→ Given request: Pick out every line in the entries below that contains the word "Find", and copy each of those lines.

→ Material for this task:
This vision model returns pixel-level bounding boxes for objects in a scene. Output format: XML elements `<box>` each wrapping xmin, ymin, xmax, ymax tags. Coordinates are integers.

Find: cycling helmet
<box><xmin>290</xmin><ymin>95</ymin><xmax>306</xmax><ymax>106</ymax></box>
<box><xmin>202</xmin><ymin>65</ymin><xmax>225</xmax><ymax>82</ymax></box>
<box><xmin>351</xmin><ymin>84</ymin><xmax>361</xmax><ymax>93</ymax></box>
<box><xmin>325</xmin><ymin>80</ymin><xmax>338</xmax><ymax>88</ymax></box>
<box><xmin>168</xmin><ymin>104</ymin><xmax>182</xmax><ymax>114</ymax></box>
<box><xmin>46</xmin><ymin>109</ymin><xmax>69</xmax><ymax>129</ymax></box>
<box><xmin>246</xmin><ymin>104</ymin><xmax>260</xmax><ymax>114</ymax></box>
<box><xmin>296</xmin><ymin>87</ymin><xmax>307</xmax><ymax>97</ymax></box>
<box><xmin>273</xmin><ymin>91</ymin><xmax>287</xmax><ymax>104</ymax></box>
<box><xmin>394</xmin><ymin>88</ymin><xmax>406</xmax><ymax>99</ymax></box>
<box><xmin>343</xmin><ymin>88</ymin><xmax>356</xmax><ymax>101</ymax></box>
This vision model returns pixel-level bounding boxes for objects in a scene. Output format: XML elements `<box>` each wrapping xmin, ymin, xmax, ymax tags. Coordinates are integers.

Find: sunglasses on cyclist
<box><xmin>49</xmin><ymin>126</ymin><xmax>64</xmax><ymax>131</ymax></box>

→ The reply:
Find: cycling helmet
Find: sunglasses on cyclist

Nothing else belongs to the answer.